[Start of EXTRACTED TEXT]

To get my Funtoo bootstrapped, I started with an older stage3 so the resulting mini datacenter will hopefully run on a wider variety of Mac's including those dating back a few years.

When starting from a stage3 you need to untar it into a rootfs directory and tarball it up again with the appropriate metadata.yaml so that it can then be imported into lxd (see the section on Manually building an Image in Stéphane Graber's article)

Once you have imported your image you can use that to 'init' a new LXC image as follows:

lxc image import myfuntoostage3.tar.gz --alias funtoo
lxc init funtoo funtoo

Now we can do a few more handy tricks to link it through to your build hosts existing portage and distfiles repository as follows:

lxc config device add funtoo sharedmem disk source=/dev/shm path=/dev/shm
lxc config device add funtoo portagedir disk source=/usr/portage path=/usr/portage
lxc config device add funtoo distfiles disk source=/data/distfiles path=/var/distfiles
lxc config set funtoo security.privileged true

I've set security.priviledge to true since this means we get 'normal' uid:gid values in the exposed filesystem mounted on the build environment. Later we need to use this exposed rootfs to build an image usable by Xhyve.

[End of EXTRACTED TEXT]
[Start of INFORMATION SHOWN]

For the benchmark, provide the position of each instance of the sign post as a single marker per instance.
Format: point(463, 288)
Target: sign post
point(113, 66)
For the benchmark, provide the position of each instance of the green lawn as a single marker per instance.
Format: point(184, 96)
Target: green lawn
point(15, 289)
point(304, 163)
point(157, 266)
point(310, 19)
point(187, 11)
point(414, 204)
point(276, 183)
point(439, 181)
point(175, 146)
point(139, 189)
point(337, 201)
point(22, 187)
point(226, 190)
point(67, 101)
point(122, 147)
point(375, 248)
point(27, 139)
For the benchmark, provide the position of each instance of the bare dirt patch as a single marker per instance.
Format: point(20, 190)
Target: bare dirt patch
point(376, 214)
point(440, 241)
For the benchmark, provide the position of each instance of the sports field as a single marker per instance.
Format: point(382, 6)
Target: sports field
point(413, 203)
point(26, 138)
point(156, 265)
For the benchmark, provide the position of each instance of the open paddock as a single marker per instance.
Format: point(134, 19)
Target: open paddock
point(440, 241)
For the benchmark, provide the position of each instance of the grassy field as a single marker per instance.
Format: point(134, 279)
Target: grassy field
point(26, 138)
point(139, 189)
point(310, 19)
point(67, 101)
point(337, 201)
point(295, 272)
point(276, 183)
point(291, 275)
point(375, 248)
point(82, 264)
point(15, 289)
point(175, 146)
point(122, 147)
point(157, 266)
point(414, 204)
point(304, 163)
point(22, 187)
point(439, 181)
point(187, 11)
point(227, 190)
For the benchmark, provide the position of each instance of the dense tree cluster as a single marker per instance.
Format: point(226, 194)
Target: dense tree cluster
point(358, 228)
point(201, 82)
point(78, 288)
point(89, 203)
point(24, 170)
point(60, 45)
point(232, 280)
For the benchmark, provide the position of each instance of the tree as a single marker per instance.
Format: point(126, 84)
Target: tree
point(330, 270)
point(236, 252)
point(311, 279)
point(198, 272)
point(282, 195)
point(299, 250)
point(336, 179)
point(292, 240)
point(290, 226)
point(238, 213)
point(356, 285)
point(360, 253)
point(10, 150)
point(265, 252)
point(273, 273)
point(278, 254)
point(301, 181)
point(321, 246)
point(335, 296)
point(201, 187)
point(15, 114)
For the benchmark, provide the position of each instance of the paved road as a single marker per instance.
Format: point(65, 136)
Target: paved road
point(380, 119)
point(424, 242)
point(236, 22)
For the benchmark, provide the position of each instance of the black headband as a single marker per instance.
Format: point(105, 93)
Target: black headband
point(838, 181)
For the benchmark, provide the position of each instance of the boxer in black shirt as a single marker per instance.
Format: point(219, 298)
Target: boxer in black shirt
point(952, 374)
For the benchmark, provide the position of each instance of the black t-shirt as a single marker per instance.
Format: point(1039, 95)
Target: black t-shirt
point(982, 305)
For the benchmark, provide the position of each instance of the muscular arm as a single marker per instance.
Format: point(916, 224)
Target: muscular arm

[End of INFORMATION SHOWN]

STATED GOAL 1:
Using the Funtoo setup text, decide whether each statement agrees with it. Answer yes or no for each, and quote the deciding words exactly.
(a) The author began with a recent stage3.
(b) The distfiles directory appears inside the container at /var/distfiles.
(c) The privileged setting gives 'normal' uid:gid values in the exposed filesystem.
STATED GOAL 2:
Duplicate the Funtoo setup text from the words "lxc image import" up to and including the words "usable by Xhyve.".
These rows were drawn from a separate source.

COMPLETE RESPONSE 1:
(a) No: "I started with an older stage3"
(b) Yes: "source=/data/distfiles path=/var/distfiles"
(c) Yes: "this means we get 'normal' uid:gid values in the exposed filesystem mounted on the build environment"

COMPLETE RESPONSE 2:
lxc image import myfuntoostage3.tar.gz --alias funtoo
lxc init funtoo funtoo

Now we can do a few more handy tricks to link it through to your build hosts existing portage and distfiles repository as follows:

lxc config device add funtoo sharedmem disk source=/dev/shm path=/dev/shm
lxc config device add funtoo portagedir disk source=/usr/portage path=/usr/portage
lxc config device add funtoo distfiles disk source=/data/distfiles path=/var/distfiles
lxc config set funtoo security.privileged true

I've set security.priviledge to true since this means we get 'normal' uid:gid values in the exposed filesystem mounted on the build environment. Later we need to use this exposed rootfs to build an image usable by Xhyve.